Selected extract:
Start of Block

Reuters said its reconstruction of the massacre drew for the first time on interviews with Buddhist villagers who admitted torching Rohingya villages, burying bodies and killing Muslims.

In a statement released on January 10, the Tatmadaw acknowledged that 10 Rohingya men were massacred at Inn Din and claimed they were among a group of 200 “terrorists” who attacked the village.

Reuters said the military’s version of events was contradicted by accounts given by Rakhine Buddhist and Rohingya Muslim witnesses.

“Buddhist villagers interviewed for this article reported no attack by a large number of insurgents on security forces in Inn Din,” Reuters said, adding that other interviews had revealed the massacre victims included fishermen, shopkeepers, an imam and two teenaged high school students.

It quoted a medical assistant at the Inn Din village clinic, Ko Aung Myat Tun, 20, as saying he had taken part is several raids to burn Muslim villages.

“Muslim houses were easy to burn because of the thatched roofs. You just light the edge of the roof,” he said.

Reuters said it was told by more than a dozen Buddhist villagers that the military and paramilitary police had organised Buddhist residents of Inn Din and in at least two other villagers to torch Rohingya homes.

The government and the Tatmadaw have repeatedly blamed Rohingya insurgents for burning villages and homes.

Reuters said it asked government spokersperson U Zaw Htay about the evidence it had uncovered and he replied, “We are not denying the allegations about violations of human rights. And we are not giving blanket denials.”

If there was “strong and reliable primary evidence” of abuses, the government would investigate, he said.

Reuters said Zaw Htay expressed surprise when told that Buddhist villagers had admitted burning Rohingya homes, then added, “We recognise that many, many different allegations are there, but we need to verify who did it. It is very difficult in the current situation.”

Zaw Htay defended the military operation launched in Rakhine last August after coordinated attacks by Islamic insurgents on security posts.

“The international community needs to understand who did the first terrorist attacks. If that kind of terrorist attack took place in European countries, in the United States, in London, New York, Washington, what would the media say?”

Hearings are continuing against Wa Lone and Kyaw Soe Oo to determine if they will be charged under the Official Secrets Act. If convicted they face up to 14 years in prison.

End of Block

Actions to take:
• A. In the Reuters report excerpt, how many Rohingya men did the Tatmadaw acknowledge were massacred at Inn Din?
• B. Write out the Reuters report excerpt between "Reuters said the" and "torch Rohingya homes.", inclusive, switching "fishermen" for "farmers".

Information:
Start of Block

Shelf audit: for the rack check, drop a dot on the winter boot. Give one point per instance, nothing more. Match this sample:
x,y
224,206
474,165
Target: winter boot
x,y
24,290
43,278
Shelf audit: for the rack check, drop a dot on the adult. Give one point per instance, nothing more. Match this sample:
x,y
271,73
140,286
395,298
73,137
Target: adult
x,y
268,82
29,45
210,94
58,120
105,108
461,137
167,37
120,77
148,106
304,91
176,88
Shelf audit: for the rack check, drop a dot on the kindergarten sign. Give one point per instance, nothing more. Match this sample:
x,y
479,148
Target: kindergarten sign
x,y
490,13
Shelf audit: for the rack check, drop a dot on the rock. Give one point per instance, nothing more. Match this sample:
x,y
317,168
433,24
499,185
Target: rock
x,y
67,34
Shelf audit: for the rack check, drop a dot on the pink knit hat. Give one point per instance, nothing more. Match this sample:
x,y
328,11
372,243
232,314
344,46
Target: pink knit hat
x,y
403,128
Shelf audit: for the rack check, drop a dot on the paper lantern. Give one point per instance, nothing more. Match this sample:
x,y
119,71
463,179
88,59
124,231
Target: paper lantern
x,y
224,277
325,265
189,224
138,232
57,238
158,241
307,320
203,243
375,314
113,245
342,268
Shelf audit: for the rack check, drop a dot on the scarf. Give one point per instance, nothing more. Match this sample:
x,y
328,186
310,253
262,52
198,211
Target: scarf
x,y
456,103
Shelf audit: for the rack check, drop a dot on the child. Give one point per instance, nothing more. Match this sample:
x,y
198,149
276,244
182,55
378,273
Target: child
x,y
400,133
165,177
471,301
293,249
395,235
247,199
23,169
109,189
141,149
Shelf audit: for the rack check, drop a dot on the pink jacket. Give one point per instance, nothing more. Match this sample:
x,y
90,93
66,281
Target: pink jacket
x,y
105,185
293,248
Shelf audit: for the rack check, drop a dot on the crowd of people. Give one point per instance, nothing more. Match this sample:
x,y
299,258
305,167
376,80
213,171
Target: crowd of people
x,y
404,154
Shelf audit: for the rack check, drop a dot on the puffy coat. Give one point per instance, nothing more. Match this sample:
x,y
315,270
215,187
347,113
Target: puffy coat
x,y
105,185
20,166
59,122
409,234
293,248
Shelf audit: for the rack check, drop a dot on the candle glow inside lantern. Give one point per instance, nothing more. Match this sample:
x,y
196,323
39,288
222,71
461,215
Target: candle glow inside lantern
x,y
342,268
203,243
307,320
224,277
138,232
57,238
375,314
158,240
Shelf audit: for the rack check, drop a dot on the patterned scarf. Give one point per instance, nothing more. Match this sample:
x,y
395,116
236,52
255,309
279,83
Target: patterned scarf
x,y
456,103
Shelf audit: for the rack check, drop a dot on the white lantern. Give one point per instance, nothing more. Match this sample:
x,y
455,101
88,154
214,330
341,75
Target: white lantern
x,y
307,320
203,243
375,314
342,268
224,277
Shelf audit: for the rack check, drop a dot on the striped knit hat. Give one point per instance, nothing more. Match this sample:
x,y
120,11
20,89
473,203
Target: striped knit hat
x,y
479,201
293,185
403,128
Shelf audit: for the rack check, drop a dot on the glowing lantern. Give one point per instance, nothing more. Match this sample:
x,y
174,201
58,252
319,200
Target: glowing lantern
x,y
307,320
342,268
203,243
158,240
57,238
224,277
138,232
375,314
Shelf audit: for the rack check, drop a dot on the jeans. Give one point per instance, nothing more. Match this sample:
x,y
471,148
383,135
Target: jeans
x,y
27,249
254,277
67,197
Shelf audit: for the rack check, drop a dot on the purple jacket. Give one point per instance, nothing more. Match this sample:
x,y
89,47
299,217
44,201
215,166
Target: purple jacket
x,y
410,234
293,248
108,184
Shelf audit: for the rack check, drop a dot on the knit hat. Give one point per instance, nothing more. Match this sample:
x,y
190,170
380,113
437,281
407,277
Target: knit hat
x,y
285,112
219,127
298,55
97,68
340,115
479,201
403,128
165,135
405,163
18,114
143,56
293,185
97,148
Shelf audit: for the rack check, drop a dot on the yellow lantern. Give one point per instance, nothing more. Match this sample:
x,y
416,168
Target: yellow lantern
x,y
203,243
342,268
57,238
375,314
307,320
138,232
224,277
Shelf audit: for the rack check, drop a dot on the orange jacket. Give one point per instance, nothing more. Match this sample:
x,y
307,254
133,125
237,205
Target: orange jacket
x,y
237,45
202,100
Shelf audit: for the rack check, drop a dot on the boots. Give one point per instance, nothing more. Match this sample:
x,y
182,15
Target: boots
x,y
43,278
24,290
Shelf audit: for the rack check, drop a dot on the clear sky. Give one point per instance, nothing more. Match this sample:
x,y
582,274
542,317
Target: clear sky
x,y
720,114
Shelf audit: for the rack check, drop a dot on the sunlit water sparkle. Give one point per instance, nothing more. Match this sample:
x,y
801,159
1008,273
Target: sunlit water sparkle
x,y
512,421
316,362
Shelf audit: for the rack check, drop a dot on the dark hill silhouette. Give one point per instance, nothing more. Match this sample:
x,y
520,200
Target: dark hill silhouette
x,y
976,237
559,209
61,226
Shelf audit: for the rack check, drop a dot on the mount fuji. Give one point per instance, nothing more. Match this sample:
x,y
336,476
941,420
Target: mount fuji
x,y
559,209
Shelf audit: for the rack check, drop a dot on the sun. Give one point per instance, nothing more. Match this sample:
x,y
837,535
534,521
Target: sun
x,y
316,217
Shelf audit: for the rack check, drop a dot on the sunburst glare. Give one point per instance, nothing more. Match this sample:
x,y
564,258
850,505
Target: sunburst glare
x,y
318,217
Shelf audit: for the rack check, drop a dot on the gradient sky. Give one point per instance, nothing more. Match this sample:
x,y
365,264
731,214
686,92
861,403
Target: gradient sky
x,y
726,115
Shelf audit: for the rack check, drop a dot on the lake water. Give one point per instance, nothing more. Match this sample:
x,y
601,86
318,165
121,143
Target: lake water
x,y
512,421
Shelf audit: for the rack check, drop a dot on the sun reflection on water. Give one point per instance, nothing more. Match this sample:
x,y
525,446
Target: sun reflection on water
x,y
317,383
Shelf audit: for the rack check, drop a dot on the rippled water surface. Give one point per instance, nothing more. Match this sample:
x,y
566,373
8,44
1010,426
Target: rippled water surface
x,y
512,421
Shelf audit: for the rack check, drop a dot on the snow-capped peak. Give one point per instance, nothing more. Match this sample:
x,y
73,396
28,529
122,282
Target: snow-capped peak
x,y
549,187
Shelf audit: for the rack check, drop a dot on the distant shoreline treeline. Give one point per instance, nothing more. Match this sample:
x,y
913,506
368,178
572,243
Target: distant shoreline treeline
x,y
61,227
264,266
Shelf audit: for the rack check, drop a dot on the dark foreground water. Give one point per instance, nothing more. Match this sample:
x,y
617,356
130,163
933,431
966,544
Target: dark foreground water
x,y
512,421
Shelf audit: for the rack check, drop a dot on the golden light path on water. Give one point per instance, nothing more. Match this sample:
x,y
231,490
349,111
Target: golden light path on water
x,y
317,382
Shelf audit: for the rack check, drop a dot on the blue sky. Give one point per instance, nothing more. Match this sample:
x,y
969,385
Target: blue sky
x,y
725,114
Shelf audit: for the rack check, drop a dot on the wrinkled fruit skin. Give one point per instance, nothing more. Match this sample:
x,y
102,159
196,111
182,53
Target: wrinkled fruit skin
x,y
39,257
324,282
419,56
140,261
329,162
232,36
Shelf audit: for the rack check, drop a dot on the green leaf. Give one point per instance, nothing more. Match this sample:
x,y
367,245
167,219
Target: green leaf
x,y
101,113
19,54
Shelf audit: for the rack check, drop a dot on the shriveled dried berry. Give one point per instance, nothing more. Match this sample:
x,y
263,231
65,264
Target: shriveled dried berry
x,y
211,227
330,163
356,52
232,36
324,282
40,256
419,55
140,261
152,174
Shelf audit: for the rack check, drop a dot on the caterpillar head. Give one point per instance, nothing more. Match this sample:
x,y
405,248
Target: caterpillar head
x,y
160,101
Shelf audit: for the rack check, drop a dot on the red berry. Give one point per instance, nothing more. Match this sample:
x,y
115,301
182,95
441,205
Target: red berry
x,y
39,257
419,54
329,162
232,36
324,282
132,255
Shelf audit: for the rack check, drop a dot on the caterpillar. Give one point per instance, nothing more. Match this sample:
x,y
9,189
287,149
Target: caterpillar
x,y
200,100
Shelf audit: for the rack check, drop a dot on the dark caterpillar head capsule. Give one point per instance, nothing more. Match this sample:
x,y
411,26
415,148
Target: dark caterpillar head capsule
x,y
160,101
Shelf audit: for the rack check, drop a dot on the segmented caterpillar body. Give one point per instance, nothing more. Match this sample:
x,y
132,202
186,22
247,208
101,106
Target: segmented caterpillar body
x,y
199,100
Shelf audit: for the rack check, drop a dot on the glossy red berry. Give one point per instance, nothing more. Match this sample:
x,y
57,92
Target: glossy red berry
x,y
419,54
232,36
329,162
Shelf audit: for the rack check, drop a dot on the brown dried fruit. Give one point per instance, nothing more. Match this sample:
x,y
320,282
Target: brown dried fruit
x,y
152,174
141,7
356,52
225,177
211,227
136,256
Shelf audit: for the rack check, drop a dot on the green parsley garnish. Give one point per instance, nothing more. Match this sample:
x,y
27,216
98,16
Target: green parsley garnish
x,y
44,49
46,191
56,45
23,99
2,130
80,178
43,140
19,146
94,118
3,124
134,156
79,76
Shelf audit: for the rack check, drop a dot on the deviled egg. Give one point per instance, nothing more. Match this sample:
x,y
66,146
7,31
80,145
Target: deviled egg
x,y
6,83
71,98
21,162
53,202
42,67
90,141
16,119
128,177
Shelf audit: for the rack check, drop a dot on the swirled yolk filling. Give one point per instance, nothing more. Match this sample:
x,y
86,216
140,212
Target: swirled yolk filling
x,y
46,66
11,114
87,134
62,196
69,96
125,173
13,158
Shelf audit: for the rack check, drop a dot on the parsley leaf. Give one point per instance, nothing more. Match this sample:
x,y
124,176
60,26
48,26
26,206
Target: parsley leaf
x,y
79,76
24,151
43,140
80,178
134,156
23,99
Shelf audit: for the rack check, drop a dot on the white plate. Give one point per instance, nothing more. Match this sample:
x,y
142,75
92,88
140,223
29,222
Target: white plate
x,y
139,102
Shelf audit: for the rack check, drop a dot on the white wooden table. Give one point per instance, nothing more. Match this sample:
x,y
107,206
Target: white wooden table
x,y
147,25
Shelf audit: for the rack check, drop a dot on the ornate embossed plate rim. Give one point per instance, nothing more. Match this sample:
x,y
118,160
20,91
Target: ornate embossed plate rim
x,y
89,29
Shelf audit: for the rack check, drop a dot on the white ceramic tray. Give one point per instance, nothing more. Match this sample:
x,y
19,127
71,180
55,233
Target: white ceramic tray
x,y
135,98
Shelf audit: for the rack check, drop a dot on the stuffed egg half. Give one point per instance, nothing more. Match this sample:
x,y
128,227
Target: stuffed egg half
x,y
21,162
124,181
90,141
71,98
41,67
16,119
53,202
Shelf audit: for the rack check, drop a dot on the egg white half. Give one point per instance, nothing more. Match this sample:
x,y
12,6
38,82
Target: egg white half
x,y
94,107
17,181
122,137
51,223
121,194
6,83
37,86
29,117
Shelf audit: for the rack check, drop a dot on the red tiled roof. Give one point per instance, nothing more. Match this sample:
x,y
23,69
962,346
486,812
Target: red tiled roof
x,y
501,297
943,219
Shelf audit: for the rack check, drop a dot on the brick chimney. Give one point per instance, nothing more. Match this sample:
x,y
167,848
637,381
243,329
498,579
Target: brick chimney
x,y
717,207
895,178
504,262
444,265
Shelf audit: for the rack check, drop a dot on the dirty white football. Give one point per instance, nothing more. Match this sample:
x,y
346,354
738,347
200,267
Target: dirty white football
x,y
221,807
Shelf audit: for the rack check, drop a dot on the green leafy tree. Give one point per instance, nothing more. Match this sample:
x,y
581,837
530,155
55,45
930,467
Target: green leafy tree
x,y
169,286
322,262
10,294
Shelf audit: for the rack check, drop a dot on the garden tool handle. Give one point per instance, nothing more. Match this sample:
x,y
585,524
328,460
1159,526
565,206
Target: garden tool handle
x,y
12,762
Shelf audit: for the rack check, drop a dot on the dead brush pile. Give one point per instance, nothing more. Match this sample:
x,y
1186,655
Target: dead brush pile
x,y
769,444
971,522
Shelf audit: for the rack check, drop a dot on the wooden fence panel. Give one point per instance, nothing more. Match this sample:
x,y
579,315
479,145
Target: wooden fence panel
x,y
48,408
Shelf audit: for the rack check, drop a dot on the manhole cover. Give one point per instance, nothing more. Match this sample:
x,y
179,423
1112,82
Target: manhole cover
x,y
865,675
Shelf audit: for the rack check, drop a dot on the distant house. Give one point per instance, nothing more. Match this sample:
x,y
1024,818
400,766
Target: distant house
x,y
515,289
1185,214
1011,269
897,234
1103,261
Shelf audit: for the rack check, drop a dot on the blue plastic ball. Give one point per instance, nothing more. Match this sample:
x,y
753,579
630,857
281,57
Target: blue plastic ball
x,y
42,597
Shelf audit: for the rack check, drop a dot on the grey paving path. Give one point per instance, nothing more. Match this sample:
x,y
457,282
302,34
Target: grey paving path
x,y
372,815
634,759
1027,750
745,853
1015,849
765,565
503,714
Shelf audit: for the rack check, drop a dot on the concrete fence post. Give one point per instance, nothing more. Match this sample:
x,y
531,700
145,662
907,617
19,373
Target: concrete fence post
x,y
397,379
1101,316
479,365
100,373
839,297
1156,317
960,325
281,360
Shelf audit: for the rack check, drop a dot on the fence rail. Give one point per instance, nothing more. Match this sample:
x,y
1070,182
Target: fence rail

End of Block

List of solutions:
• A. 10

• B.
Reuters said the military’s version of events was contradicted by accounts given by Rakhine Buddhist and Rohingya Muslim witnesses.

“Buddhist villagers interviewed for this article reported no attack by a large number of insurgents on security forces in Inn Din,” Reuters said, adding that other interviews had revealed the massacre victims included farmers, shopkeepers, an imam and two teenaged high school students.

It quoted a medical assistant at the Inn Din village clinic, Ko Aung Myat Tun, 20, as saying he had taken part is several raids to burn Muslim villages.

“Muslim houses were easy to burn because of the thatched roofs. You just light the edge of the roof,” he said.

Reuters said it was told by more than a dozen Buddhist villagers that the military and paramilitary police had organised Buddhist residents of Inn Din and in at least two other villagers to torch Rohingya homes.